─── TEXT PROVIDED
November 27, 1996
Major League baseball has had a tough last few years, a players' strike, a canceled World Series that brought on drops in attendance, revenue, and public love. Yesterday, club owners accepted a new labor contract that is being heralded as a big step toward a comeback.
JIM LEHRER: Finally tonight, the big baseball agreement. Sports author and commentator John Feinstein is here to help us understand that. John, it's a five-year deal. Now, does that mean, labor, peace, and baseball guaranteed for five years?
JOHN FEINSTEIN, Author: Well, actually, it's guaranteed for four years, because the deal is five years retroactive to the start of this season, so we've already completed--
JIM LEHRER: The first year.
JOHN FEINSTEIN: One year to five years. There is an option at the end of it on the players' side to go a sixth year, but we do have guaranteed labor peace and baseball through the year 2000 because of this contract.
──────
─── EXCERPTED DATA
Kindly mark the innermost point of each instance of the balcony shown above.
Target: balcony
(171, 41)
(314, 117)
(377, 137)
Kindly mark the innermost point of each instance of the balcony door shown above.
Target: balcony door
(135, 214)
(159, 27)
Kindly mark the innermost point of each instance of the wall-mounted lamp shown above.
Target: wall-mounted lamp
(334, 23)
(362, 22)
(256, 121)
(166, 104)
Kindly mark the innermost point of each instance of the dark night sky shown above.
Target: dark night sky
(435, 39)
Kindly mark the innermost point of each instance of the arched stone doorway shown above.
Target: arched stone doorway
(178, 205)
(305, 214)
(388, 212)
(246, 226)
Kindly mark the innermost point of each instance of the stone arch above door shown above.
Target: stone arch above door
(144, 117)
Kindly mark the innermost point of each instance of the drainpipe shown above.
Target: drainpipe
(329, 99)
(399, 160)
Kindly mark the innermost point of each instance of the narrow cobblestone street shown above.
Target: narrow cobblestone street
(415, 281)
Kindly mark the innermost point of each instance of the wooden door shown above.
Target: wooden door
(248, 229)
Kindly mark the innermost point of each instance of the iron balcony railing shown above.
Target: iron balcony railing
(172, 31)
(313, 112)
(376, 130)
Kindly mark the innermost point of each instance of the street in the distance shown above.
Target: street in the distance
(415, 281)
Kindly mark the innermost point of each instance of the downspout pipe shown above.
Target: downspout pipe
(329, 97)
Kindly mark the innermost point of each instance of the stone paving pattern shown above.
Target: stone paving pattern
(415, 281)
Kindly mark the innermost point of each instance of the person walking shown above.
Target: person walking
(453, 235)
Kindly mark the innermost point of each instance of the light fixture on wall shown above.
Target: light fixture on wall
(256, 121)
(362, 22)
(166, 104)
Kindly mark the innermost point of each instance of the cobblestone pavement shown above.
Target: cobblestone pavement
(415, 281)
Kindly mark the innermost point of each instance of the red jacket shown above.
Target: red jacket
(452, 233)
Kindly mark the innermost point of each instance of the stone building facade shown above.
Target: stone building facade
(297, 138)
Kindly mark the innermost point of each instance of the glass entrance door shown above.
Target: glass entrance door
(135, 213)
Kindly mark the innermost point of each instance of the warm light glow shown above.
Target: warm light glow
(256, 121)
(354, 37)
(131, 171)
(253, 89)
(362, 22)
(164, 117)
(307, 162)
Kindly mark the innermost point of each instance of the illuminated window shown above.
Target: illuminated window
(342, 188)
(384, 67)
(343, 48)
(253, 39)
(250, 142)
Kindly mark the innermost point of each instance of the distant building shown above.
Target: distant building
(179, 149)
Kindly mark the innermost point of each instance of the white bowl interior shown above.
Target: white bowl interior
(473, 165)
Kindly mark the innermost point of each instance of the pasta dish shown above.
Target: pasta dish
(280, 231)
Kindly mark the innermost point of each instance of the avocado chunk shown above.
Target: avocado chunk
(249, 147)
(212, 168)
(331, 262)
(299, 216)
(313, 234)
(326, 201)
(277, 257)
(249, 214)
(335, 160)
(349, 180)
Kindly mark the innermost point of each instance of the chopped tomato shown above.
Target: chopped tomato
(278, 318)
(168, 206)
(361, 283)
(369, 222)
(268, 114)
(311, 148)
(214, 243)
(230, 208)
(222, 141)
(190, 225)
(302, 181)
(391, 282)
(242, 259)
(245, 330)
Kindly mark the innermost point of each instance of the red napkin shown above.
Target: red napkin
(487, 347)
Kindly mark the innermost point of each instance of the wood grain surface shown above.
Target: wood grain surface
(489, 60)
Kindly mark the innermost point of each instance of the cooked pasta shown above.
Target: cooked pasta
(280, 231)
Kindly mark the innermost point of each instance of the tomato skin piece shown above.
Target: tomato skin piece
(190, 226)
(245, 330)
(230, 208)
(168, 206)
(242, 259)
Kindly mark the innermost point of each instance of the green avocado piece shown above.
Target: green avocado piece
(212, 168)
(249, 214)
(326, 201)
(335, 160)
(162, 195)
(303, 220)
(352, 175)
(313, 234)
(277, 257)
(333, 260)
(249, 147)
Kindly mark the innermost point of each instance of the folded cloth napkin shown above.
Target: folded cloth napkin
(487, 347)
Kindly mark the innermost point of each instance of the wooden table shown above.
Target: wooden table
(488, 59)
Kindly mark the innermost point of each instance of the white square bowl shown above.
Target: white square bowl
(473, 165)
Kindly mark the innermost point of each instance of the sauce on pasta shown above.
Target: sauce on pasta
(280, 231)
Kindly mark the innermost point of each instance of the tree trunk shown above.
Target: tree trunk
──────
THINGS TO DO:
1) Copy the rows verbatim, from the line containing "table shown above." through the last line of the rows, with both ends included.
2) Continue the baseball labor agreement interview from the end of the text.

RESPONSES PER TASK:
1)
Kindly mark the innermost point of each instance of the wooden table shown above.
Target: wooden table
(488, 59)
Kindly mark the innermost point of each instance of the white square bowl shown above.
Target: white square bowl
(473, 165)
Kindly mark the innermost point of each instance of the sauce on pasta shown above.
Target: sauce on pasta
(280, 231)
Kindly mark the innermost point of each instance of the tree trunk shown above.
Target: tree trunk

2)
JIM LEHRER: All right. Some of the details. On salaries, what does this new contract do? What are your salaries?
JOHN FEINSTEIN: Well, it raises the minimum salary from a hundred nine to a hundred fifty thousand dollars, but most significantly, it creates a luxury tax and a payroll tax. Now, the luxury tax will start when any team next year has a total salary for all its players of $51 million. If you go over that, then you will pay a 35 percent tax on anything over. In other words, the New York Yankees had a $60 million payroll this year. They would pay 35 percent of $9 million. So they would pay a payroll tax of whatever 35 percent of $9 million is. If you go--the next year, it goes up to $55 million as the cap and then $59 million. There's also a payroll tax for the players of 2.5 percent for every player, except those making the minimum.
JIM LEHRER: And that is designed to do what, to hold down the costs, or to kind of even the playing field?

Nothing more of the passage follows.